Job:
Type out all of the records below word for word, leaving the pictures out.

----

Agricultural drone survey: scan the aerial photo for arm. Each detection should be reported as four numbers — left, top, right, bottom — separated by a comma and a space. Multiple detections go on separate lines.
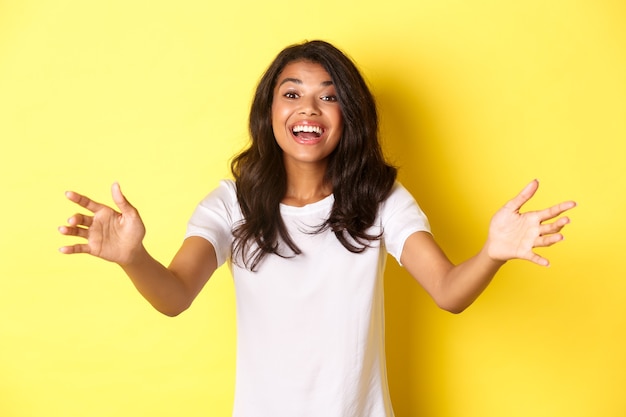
59, 184, 217, 316
400, 181, 576, 313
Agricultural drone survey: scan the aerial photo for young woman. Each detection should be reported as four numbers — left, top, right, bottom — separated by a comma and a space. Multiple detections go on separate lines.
60, 41, 575, 417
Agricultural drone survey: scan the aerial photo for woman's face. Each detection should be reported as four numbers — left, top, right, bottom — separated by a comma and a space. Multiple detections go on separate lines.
272, 61, 343, 169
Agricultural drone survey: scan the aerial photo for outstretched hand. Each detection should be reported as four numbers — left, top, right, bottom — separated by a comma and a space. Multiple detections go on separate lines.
486, 180, 576, 266
59, 183, 146, 265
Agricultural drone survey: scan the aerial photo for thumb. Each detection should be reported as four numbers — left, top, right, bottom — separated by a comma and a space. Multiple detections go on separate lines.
111, 182, 135, 214
505, 180, 539, 211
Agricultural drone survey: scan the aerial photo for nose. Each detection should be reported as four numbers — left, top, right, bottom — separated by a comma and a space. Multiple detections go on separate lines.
299, 96, 321, 116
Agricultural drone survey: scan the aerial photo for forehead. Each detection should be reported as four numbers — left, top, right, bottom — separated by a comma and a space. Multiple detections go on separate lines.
276, 61, 332, 87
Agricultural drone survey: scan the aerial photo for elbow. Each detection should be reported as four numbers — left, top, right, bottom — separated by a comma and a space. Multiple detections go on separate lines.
435, 298, 471, 314
153, 303, 191, 317
437, 303, 468, 314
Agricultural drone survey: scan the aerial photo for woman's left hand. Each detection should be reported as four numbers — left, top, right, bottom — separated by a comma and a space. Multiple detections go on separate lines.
486, 180, 576, 266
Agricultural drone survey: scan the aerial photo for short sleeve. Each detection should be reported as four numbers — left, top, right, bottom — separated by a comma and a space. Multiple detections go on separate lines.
185, 180, 242, 266
380, 182, 431, 262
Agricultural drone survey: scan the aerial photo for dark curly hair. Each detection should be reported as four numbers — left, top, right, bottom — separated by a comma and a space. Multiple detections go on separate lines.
231, 40, 396, 270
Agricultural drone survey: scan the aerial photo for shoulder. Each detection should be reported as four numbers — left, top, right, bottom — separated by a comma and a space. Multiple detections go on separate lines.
379, 181, 430, 230
200, 179, 237, 205
382, 181, 417, 211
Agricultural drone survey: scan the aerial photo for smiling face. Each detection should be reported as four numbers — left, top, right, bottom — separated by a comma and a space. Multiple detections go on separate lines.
272, 61, 343, 169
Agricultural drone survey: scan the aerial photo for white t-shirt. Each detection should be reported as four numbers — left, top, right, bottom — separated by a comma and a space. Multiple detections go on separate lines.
186, 180, 430, 417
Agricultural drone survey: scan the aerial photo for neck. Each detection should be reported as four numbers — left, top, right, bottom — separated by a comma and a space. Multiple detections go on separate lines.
282, 158, 333, 207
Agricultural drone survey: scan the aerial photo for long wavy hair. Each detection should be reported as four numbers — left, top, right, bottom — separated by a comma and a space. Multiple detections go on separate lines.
231, 40, 396, 271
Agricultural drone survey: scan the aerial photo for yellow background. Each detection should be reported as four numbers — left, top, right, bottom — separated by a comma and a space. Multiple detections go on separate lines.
0, 0, 626, 417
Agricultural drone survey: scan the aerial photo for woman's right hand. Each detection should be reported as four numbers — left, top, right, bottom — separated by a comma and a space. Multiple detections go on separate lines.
59, 183, 146, 265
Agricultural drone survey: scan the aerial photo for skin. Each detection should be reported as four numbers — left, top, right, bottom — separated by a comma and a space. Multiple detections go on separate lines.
272, 61, 343, 206
59, 61, 576, 316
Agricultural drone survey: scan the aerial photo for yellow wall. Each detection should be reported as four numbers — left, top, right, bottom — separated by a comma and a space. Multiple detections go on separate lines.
0, 0, 626, 417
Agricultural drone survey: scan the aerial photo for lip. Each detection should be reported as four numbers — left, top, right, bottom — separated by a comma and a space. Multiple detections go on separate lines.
288, 120, 327, 145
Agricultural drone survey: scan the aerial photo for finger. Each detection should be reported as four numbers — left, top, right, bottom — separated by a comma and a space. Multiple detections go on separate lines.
533, 233, 565, 248
67, 213, 93, 227
539, 217, 569, 236
111, 182, 135, 214
539, 201, 576, 222
524, 252, 550, 266
504, 180, 539, 212
59, 240, 89, 255
65, 191, 104, 213
59, 226, 89, 239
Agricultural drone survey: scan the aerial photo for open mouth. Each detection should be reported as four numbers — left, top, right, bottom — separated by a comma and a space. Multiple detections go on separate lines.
291, 125, 324, 140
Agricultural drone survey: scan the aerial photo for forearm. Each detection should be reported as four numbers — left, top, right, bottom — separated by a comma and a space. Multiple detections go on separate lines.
120, 246, 195, 317
431, 248, 504, 313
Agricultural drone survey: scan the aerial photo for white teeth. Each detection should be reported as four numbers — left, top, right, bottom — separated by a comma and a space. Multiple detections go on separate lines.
293, 125, 323, 135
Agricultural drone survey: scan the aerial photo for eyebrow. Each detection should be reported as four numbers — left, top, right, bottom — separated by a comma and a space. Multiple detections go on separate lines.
278, 77, 334, 87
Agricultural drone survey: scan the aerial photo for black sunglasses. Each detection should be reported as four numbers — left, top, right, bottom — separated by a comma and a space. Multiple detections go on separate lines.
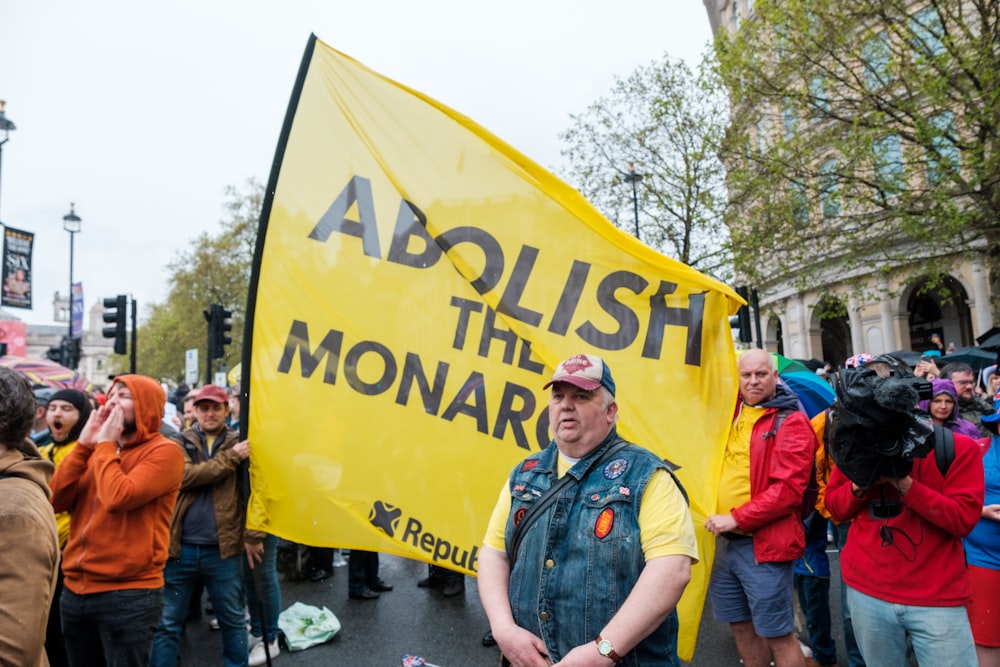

----

Reply:
Agricultural drone survey: scan the aerial photo for arm. Each detection should be reported as four numbers — left, top, right, bottom — separated by a comma and a space. Multiple detections go on separate lines.
59, 184, 217, 316
400, 181, 576, 313
Agricultural drone survey: scan the aerial photo for young woman. Each detection should be reported as four numbers — left, top, right, bottom — separated by a comma and a space. Multiple detections go on separate lines.
60, 41, 575, 417
Agricultural drone survey: scan the aerial photo for woman's face. Each detection should be reported as four numbers — left, top, right, bottom — separated by a comma and a space. Multiple detections go on separate lines.
272, 61, 343, 169
Agricultural drone survey: scan the aerial photo for outstretched hand. Each detection should be reported as four numbers — left, top, right, bottom — separated by a comma and a space. Multiple detections go on separate lines.
486, 180, 576, 266
59, 183, 146, 265
Agricultural drone survey: scan the aerial photo for thumb. Each detection should be reported as four numbers — left, top, right, bottom — separated by a comma and a space. Multiple detections go on separate lines.
111, 182, 135, 214
505, 180, 539, 211
Agricultural drone survey: scan the aerial photo for nose. Each detection should be reported as four numbers — left, top, right, bottom — separated by a comma and a space. Multiple detections go on separate lines.
299, 96, 321, 116
Agricultural drone survey: scan the aerial photo for forehead. Each detection should be reported as four numbers — left, top, right, bottom — separated by a comma and a space. Multiple detections go on separate lines.
276, 61, 332, 87
Agricultural drone survey: scan the aerial photo for elbow. Each detection should be reported as four numbers — left, top, right, bottom — separated by a comma and a space. Multiple detections go on separate lines.
435, 298, 471, 314
153, 303, 191, 317
437, 303, 468, 314
Agricultural drone survey: scan the aerial photo for woman's left hand. Each detection should be reported as four numbers — left, top, right, bottom — separated by a comma and a space. Multiple detections go on separate lines.
486, 180, 576, 266
Agricultural drone survey: scan the aerial photo for short sleeve. Each detection should be reported as four numbers — left, top, right, bottom — separated by a comma and a space. Multiple detections go on separate lines.
185, 180, 242, 266
380, 182, 431, 262
Agricultural drone survey: scan the aerial photo for dark curly hair. Each detection should be reported as four numbers — left, top, right, bottom — separated by a comma and a space. Multiple detections go on separate lines.
231, 40, 396, 270
Agricultural drone survey: scan the aerial photo for shoulder. Each detection should be reported as four numbers — left, top, right, bottom — separated by a comma and a space. Multiple detections go on separate lines.
379, 181, 430, 230
200, 179, 237, 205
382, 181, 417, 211
Agricultural drone survey: scan the aerial photo for smiling face. Each detection should be reported as four numbers — left, top, right, bottom — separated by a comma and a space. Multiple detections go on separate lines.
272, 61, 343, 169
Agricultural drone survey: scan the aerial photo for white t-shirt. Each detection should be reported as four numbers — left, top, right, bottom — separated by a comma and a space. Multiple detections go on separate lines.
186, 180, 430, 417
Agricultural drone survey: scan the aerial photo for neck. Each detection should be reported as four numbers — left, top, right, bottom — separated by a comma and a space. Multiple detections go on separate lines.
282, 158, 333, 207
Agricultural drone survey: scan the aerial photo for long wavy hair. Each detection should be reported as four numbers — left, top, right, bottom — separated by a comma and a space. Multiple detections go on separate lines.
231, 40, 396, 271
Agricultural drone survey: scan the aerial photo for yellow background. Each detection should be reported as four numbers — left, top, right, bottom — separated by a comma and a space. Multiple detections go on separate lines.
0, 0, 626, 417
Agricultural drone survey: scan the aerial photo for woman's right hand. Each detection should be reported as four numbers — left, top, right, bottom — separated by a comma and a space. Multiple detections go on separate lines.
59, 183, 146, 265
Agricultural drone survey: scan the aerial photo for skin. Each detection should be reported as four numbers — left, top, right, bottom — separated by a comma and a space. Multiple detections go on separate lines.
272, 61, 343, 206
59, 61, 576, 316
Agricultural drone survey: scan the aerial photo for yellow wall. Each detection should be reported as four numbers — left, top, right, bottom — separated by a comma and a space. Multiple detections go on separate lines.
0, 0, 626, 417
Agricultural drone survey: scan the aerial photo for lip. Each detection should be reported as four numbers — left, top, right, bottom — separated by a comma and a space. Multiple detections go on separate lines.
288, 120, 327, 145
Agricultural drone survey: scan the aerial photo for finger. Each detection should be reported as four numbers — left, top, right, bottom — separated by a comma and a space. Multiple detections go on separate lines.
533, 233, 565, 248
67, 213, 93, 227
539, 217, 569, 236
111, 182, 135, 214
539, 201, 576, 222
524, 252, 550, 266
504, 180, 539, 212
59, 240, 89, 255
65, 191, 104, 213
59, 226, 89, 239
Agricultural drone survey: scan the aerial photo for open mouth. Each detection should be reported as four numbers — left, top, right, bottom — separated by a comma and a space. Multiple detections go on separate lines.
291, 125, 324, 140
Agricultural drone survey: scan the aerial photo for forearm. Each detection should be reported as four numbers — left, top, right, bottom — separated by a comma and a space. Multiple detections go on separate lines.
120, 246, 195, 317
431, 248, 504, 313
Agricultural drone survey: scan the aerial photo for white teeth. Each detection should be reported as four numbers — left, top, right, bottom — separated by a comma and a space. Multiple detections go on separate lines.
293, 125, 323, 135
Agricultural drone survey: scan the aerial photo for eyebrow. Each detection should be reported as four numbers — left, top, right, bottom — separated by a comma and a space. Multiple detections go on separate lines.
278, 77, 334, 87
Agricultural drone survey: scan the aerial photo for black sunglasses. Each detection should be reported as four numbers — left, top, right, bottom — separated by a comma and a space. Multiple detections go on separate lines.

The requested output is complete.